- [Task to complete]:
Count the lines in the rows below that contain the word "woman", and give only that number.

** start of Exercise materials **

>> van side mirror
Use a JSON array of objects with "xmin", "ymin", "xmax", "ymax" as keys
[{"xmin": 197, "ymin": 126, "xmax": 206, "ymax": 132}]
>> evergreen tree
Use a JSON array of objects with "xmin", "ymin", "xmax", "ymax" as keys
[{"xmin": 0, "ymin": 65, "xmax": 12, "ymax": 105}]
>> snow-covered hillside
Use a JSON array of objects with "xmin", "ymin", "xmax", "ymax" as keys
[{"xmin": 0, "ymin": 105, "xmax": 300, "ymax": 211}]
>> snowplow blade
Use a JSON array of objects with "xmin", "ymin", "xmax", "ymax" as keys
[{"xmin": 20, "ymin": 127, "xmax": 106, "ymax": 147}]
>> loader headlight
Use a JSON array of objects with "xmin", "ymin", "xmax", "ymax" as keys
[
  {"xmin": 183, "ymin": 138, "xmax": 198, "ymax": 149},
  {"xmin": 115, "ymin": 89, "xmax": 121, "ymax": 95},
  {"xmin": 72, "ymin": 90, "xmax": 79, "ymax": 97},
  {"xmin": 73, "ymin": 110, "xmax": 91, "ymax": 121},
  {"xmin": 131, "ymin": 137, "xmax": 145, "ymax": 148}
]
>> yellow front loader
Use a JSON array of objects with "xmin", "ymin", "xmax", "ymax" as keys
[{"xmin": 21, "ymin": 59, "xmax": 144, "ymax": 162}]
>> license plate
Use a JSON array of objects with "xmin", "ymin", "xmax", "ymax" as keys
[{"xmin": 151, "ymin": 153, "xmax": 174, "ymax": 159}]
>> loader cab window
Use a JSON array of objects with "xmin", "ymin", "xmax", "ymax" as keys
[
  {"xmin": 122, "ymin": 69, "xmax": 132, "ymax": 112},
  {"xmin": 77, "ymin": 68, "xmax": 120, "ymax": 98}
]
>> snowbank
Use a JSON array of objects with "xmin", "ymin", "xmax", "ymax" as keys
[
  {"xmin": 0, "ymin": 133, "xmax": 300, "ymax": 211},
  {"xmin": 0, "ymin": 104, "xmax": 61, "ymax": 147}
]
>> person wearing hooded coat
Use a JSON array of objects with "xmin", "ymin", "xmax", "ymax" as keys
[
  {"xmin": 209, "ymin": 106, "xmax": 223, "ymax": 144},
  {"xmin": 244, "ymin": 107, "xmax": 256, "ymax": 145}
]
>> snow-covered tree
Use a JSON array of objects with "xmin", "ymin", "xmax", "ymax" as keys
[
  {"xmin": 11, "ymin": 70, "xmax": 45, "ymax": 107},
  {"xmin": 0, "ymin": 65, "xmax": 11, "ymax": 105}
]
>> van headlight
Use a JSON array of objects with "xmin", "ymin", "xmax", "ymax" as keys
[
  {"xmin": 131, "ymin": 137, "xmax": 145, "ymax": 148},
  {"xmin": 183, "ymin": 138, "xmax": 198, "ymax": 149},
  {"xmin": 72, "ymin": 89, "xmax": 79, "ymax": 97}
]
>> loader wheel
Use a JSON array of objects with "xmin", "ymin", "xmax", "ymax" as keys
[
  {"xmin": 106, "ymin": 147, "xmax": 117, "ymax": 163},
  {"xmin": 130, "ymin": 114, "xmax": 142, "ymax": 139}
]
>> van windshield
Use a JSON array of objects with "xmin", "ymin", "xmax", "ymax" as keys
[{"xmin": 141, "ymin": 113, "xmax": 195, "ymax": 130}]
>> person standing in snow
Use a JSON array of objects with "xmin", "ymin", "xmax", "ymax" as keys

** end of Exercise materials **
** start of Exercise materials **

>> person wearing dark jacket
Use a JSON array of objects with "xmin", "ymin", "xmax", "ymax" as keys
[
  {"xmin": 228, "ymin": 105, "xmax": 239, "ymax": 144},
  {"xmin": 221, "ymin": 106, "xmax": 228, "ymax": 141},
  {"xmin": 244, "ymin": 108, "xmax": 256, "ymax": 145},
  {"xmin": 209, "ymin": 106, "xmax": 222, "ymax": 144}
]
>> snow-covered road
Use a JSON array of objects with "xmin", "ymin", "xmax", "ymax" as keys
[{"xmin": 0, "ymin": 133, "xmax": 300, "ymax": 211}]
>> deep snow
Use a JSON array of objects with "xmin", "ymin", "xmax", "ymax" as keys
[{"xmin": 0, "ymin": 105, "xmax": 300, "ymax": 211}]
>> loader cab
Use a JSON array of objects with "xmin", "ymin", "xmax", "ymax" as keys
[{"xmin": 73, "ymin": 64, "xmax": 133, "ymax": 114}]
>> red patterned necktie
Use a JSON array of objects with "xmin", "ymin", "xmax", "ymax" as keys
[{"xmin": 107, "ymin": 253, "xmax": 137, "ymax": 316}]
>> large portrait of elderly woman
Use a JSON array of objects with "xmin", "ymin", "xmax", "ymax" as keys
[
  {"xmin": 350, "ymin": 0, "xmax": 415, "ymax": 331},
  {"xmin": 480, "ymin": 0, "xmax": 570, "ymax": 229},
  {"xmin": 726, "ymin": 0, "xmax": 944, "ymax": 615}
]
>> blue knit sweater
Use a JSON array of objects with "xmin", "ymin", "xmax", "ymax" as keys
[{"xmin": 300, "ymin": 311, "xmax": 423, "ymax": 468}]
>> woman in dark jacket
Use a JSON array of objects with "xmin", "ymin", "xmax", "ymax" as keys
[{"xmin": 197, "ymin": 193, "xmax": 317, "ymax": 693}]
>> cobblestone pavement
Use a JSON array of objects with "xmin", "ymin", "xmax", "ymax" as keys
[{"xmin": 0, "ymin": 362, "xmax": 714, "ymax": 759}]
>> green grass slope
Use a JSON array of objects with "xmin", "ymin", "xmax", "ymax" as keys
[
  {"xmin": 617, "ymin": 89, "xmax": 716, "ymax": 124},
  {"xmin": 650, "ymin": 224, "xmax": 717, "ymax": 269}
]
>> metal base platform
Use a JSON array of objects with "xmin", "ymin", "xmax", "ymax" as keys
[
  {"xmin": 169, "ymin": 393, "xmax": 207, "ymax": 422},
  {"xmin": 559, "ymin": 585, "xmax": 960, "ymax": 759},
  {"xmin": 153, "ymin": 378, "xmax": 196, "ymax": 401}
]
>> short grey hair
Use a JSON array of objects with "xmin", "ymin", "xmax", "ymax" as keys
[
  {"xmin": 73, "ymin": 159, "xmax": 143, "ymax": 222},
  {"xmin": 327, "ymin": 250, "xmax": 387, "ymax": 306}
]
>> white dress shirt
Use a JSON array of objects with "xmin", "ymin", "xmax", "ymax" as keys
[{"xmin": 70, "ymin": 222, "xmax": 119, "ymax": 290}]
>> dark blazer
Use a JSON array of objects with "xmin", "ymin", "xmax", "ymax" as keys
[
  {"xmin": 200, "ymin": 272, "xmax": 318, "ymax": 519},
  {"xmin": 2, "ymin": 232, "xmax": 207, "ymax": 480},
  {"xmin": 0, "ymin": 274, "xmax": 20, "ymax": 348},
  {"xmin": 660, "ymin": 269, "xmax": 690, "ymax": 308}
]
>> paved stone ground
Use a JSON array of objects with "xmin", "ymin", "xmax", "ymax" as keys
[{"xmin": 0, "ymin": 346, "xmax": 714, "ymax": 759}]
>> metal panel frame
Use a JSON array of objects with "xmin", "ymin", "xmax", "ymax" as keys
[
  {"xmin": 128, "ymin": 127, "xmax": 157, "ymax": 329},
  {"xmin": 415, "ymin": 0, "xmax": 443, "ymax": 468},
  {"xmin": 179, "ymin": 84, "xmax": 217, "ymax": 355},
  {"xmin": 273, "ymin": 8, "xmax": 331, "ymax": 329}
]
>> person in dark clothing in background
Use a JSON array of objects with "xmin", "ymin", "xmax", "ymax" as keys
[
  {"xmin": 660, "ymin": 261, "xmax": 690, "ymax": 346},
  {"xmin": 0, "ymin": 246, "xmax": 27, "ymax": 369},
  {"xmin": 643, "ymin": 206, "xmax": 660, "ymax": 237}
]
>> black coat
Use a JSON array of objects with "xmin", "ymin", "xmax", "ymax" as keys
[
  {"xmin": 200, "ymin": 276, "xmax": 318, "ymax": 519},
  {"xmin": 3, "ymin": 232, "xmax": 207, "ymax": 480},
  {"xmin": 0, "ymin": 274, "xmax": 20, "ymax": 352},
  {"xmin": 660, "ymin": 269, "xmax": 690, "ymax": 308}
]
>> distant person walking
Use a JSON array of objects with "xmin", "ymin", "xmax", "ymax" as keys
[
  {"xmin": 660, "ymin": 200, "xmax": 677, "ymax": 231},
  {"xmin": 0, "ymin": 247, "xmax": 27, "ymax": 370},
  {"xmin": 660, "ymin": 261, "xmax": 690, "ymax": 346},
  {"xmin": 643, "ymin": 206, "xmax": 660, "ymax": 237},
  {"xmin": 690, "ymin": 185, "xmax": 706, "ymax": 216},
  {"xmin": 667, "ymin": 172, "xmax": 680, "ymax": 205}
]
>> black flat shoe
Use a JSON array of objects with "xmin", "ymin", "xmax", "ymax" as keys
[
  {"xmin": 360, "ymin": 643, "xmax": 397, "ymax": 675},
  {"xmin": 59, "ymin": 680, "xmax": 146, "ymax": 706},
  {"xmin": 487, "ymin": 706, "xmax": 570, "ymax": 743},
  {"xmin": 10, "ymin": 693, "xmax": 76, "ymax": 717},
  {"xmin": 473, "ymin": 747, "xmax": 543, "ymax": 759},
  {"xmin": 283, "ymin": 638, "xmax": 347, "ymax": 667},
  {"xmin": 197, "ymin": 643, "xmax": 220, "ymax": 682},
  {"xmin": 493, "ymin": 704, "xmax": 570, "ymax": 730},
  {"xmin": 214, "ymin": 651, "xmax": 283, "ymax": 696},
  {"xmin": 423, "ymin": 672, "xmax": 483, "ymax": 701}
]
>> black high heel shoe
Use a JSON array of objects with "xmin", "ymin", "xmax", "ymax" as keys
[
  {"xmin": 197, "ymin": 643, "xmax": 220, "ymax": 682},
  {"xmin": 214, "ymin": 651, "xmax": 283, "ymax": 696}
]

** end of Exercise materials **

- [Task result]:
2